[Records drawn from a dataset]
# # # # #

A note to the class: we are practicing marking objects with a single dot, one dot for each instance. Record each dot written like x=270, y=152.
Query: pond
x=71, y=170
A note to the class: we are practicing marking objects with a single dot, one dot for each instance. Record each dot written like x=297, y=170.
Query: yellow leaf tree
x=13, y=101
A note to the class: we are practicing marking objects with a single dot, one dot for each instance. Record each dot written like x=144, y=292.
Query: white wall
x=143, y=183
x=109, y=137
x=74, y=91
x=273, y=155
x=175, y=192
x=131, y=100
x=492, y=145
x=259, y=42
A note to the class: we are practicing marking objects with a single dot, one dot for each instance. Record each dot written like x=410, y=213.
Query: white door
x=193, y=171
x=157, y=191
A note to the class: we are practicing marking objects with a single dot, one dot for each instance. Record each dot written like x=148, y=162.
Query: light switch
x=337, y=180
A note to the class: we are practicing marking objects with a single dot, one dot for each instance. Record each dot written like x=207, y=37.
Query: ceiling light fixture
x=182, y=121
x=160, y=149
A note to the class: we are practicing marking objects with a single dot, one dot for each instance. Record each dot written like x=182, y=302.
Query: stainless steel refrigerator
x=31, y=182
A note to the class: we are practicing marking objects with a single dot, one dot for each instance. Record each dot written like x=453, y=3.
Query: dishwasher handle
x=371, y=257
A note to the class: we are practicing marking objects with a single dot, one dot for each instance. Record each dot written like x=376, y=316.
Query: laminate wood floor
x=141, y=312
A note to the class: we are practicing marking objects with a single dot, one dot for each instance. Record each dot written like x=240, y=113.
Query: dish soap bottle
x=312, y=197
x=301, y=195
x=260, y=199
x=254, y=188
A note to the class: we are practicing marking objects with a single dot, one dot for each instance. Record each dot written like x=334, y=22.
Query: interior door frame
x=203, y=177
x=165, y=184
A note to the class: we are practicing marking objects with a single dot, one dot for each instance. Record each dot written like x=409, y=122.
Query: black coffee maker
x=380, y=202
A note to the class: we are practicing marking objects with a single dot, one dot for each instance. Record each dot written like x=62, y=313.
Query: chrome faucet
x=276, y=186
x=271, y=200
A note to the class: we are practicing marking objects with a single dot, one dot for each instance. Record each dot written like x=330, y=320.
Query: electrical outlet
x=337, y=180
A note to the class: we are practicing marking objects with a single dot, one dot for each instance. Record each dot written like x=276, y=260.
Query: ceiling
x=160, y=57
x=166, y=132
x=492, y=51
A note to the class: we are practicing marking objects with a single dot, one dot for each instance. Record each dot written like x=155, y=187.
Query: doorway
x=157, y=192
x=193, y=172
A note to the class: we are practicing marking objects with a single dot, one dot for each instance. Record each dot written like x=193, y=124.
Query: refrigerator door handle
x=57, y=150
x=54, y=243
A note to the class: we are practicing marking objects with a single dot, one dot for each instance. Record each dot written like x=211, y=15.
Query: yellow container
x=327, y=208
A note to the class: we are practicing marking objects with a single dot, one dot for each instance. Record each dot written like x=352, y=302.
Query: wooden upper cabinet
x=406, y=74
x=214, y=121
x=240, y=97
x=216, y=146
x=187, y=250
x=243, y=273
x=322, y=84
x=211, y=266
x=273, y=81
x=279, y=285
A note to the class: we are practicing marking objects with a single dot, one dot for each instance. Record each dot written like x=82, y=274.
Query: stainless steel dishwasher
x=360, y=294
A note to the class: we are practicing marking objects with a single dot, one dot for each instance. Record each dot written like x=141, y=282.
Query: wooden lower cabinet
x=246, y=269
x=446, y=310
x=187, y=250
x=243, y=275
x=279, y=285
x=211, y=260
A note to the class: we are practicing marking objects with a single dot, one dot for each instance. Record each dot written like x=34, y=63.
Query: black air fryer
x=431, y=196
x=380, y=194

# # # # #

■ **Task to complete**
Reproduce all of the records above, renaming every occurrence of "Query" as "Label" and leaving everything else unchanged.

■ **Result of this task**
A note to the class: we are practicing marking objects with a single dot, one dot for each instance. Record each dot written like x=270, y=152.
Label: pond
x=71, y=170
A note to the class: we are practicing marking objects with a single dot, one dot for each instance. Record each dot written like x=297, y=170.
Label: yellow leaf tree
x=13, y=101
A note to the class: we are practicing marking objects with a single dot, one dot for each instance. Record each dot written like x=144, y=292.
Label: white wall
x=143, y=183
x=109, y=137
x=74, y=91
x=273, y=155
x=175, y=192
x=131, y=100
x=492, y=145
x=259, y=42
A note to the class: we are practicing marking objects with a single dot, one dot for each instance. Record each dot written like x=410, y=213.
Label: white door
x=193, y=171
x=157, y=191
A note to the class: we are practicing marking objects with a single dot, one dot for each instance. Record each dot written like x=148, y=162.
Label: light switch
x=337, y=180
A note to the class: we are practicing marking objects with a single dot, one dot for each instance. Record each dot written like x=207, y=37.
Label: ceiling light fixture
x=182, y=121
x=160, y=149
A note to the class: we are practicing marking objects with a single dot, one dot for each instance. Record each dot written like x=182, y=302.
Label: stainless steel refrigerator
x=31, y=182
A note to the class: we are practicing marking objects with a single dot, one dot for each instance. Record each dot written like x=453, y=3.
Label: dishwasher handle
x=371, y=257
A note to the class: we are practicing marking objects with a single dot, one dot for each instance. Record each dot written like x=376, y=316.
Label: laminate wood floor
x=141, y=312
A note to the class: we are practicing marking objects with a single dot, one dot for each instance. Record each dot written like x=240, y=113.
Label: dish soap bottle
x=312, y=197
x=301, y=195
x=260, y=199
x=254, y=188
A note to the class: we are practicing marking objects with a single dot, one dot for each instance. Record each dot written like x=334, y=22.
Label: interior door frame
x=203, y=177
x=165, y=184
A note to the class: we are practicing marking objects with a single dot, one dot for each instance. Record each dot written like x=409, y=122.
Label: black coffee maker
x=380, y=202
A note to the class: we are practicing marking objects with a single dot, one dot for each instance. Record each dot written like x=62, y=313.
Label: chrome faucet
x=276, y=186
x=271, y=200
A note to the class: we are practicing marking objects with a single dot, one dot for each instance. Record each dot written like x=330, y=320.
Label: electrical outlet
x=337, y=180
A note to the class: we are practicing marking objects with a single dot, one dot for each instance. Record each dot written like x=276, y=260.
Label: ceiling
x=160, y=57
x=166, y=132
x=492, y=51
A note to the class: we are practicing marking objects with a single dot, one dot for each instance. Record each dot written like x=155, y=187.
Label: doorway
x=157, y=192
x=193, y=172
A note to the class: we are practicing marking objects with a single dot, one dot for each instance. Record each dot written like x=193, y=124.
Label: refrigerator door handle
x=57, y=150
x=54, y=243
A note to the class: we are practicing marking objects with a single dot, one dot for each instance. Record each dot written like x=211, y=15.
Label: yellow container
x=327, y=208
A note to the class: we are practicing marking objects with a single dot, one dot for each instance. Record each dot written like x=352, y=302.
Label: wooden upper cabinet
x=406, y=74
x=214, y=121
x=240, y=97
x=216, y=146
x=187, y=250
x=243, y=273
x=322, y=84
x=211, y=266
x=273, y=81
x=279, y=285
A note to the class: we are practicing marking objects with a single dot, one dot for each instance. Record each dot written like x=82, y=274.
Label: stainless steel dishwasher
x=360, y=294
A note to the class: we are practicing marking objects with a single dot, one dot for each instance. Record each dot written like x=141, y=282.
Label: wooden lower cabinet
x=246, y=269
x=446, y=310
x=187, y=250
x=243, y=275
x=279, y=285
x=211, y=260
A note to the class: we are practicing marking objects with a single dot, one dot for each instance. Record each dot written like x=34, y=63.
Label: black air fryer
x=431, y=196
x=380, y=194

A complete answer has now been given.